----- Zitierter Text -----

Inschriftenkatalog: Die Inschriften des Rhein-Hunsrück-Kreises II

Katalogartikel in chronologischer Reihenfolge.

DI 79: Rhein-Hunsrück-Kreis II (2010)

Nr. 66 Simmern, Evangelische Stephanskirche (1509) 1522

Beschreibung

Epitaph des 1509 verstorbenen Herzogs Johann I. von Pfalz-Simmern, eingelassen in die Südwand der Anna-Kapelle. Der lebensgroß und mit porträtähnlichen Zügen dargestellte Ritter steht im Harnisch mit dem Schwert in der Linken in einer von Pilastern gerahmten Rundbogenarkade, die von einer Gruppe insgesamt sechs unbezeichnete Wappen1) haltender Putten ausgefüllt wird. Weitere vier unbezeichnete Ahnenwappen befinden sich auf den Kapitellen und auf den Postamenten der Pilaster. Barhäuptig, die Hände betend gefaltet und den Blick auf den (ehemaligen) Altar gerichtet, steht Johann auf einem kauernden Löwen; das Medaillon seiner Halskette zeigt den hl. Christophorus. Im Rundbogen monumentale Datumsinschrift der Herstellung (A), verdeckt von dem Wappenensemble und deswegen kaum sichtbar. Im Sockel auf einer nach innen geschwungenen Tafel dreizeilige Grabinschrift (B), an den oberen Enden der mit Rankenornamenten verzierten Pilaster je ein Täfelchen mit dem Namen des Bildhauers (C) und dem Jahr der Herstellung (D). Das aus Weiberner Tuff und Kalkstein hergestellte Grabdenkmal wurde 1897 von dem Stuttgarter Bildhauer Karl Wüst restauriert und zuletzt 1956/57 ausgebessert2).

Maße: H. 345, B. 166, Bu. 8 (A), 4,5 (B), 2 (C, D) cm.

Schriftart(en): Kapitalis.

Akademie der Wissenschaften und der Literatur Mainz (Thomas G. Tempel) [1/4]

  1. A

    ◦ ANNO ◦ D(OMI)NI ◦ M ◦ Vca) XXII ◦ M[...]AVG[.]VSb)

----- Datensatzauszüge -----

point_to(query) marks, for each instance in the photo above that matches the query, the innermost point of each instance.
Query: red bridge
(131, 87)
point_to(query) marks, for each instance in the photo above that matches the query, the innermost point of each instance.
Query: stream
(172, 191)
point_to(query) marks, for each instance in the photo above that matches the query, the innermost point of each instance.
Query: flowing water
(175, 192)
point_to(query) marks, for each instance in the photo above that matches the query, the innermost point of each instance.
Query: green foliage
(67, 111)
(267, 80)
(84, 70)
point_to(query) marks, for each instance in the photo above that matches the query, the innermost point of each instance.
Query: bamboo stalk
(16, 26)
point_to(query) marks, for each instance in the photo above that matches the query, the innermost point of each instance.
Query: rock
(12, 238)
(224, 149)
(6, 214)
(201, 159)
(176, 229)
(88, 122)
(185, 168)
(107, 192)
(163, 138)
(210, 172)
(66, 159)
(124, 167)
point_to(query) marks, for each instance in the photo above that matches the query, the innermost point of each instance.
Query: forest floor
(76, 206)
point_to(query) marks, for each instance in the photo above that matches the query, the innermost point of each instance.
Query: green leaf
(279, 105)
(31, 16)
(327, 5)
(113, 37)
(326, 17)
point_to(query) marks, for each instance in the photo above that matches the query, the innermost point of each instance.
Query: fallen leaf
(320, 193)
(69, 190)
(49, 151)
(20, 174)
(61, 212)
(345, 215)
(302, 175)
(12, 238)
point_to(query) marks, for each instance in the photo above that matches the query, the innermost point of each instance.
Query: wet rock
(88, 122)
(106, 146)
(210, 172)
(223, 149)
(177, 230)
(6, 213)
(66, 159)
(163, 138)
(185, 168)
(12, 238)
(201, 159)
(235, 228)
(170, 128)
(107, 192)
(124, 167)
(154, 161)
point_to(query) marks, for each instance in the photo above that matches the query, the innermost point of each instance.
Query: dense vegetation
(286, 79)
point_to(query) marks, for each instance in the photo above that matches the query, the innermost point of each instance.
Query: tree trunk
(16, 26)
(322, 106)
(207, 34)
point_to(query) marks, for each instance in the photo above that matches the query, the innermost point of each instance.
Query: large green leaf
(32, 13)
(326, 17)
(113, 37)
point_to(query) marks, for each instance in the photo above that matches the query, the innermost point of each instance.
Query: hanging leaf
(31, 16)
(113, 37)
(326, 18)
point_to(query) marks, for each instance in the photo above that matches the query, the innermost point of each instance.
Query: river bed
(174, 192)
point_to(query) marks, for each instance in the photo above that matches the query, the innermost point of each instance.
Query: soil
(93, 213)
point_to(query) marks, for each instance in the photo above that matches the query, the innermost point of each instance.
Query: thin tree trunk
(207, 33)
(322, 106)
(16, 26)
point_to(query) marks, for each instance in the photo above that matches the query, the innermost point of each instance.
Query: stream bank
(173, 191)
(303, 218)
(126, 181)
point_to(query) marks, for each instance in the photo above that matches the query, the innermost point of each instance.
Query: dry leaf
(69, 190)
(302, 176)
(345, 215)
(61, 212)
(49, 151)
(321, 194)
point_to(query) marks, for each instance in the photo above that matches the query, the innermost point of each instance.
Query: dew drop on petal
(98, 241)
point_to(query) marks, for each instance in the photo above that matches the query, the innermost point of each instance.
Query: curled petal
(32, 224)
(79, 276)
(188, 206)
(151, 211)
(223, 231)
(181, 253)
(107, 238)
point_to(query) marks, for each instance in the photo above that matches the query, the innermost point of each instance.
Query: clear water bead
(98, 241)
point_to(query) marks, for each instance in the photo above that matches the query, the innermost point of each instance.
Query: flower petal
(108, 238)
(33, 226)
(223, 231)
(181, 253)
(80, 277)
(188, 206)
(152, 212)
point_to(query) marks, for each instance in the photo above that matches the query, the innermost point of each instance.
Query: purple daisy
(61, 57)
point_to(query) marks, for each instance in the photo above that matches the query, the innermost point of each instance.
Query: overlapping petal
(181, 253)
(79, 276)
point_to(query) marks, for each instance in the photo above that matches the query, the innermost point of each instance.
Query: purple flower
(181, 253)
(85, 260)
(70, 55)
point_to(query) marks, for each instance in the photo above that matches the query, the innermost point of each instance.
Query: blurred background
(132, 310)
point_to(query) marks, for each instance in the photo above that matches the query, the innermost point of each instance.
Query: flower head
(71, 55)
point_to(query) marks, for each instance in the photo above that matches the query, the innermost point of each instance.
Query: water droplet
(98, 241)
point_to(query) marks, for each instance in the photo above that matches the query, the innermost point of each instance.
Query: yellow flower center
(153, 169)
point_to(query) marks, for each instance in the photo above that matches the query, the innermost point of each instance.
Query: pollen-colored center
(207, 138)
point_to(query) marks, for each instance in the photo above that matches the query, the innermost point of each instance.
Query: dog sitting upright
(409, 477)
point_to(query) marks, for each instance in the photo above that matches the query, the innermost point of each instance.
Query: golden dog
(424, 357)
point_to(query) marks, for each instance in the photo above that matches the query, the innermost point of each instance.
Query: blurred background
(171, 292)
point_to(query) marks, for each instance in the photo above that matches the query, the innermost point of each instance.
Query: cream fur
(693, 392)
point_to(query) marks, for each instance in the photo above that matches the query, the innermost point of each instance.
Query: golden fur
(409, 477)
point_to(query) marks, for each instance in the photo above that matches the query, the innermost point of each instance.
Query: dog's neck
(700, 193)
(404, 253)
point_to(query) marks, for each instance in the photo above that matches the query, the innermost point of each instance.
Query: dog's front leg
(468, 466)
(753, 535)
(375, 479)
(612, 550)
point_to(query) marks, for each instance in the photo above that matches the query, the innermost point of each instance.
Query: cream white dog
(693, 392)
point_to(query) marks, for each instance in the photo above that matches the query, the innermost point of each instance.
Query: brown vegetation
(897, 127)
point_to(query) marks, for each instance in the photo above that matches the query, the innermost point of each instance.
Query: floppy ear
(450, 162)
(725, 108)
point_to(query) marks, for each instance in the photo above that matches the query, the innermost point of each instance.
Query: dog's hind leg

-----

Übungsaufgaben
(a) Entnimm dem Katalogeintrag wortgetreu den Abschnitt, der mit den Worten „Schriftart(en): Kapitalis.“ beginnt und mit „XXII ◦ M[...]AVG[.]VSb)“ endet.
(b) Aus welchen Materialien wurde das Grabdenkmal laut dem Katalogeintrag hergestellt?

Lösungen
(a)
Schriftart(en): Kapitalis.

Akademie der Wissenschaften und der Literatur Mainz (Thomas G. Tempel) [1/4]

  1. A

    ◦ ANNO ◦ D(OMI)NI ◦ M ◦ Vca) XXII ◦ M[...]AVG[.]VSb)

(b) Aus Weiberner Tuff und Kalkstein.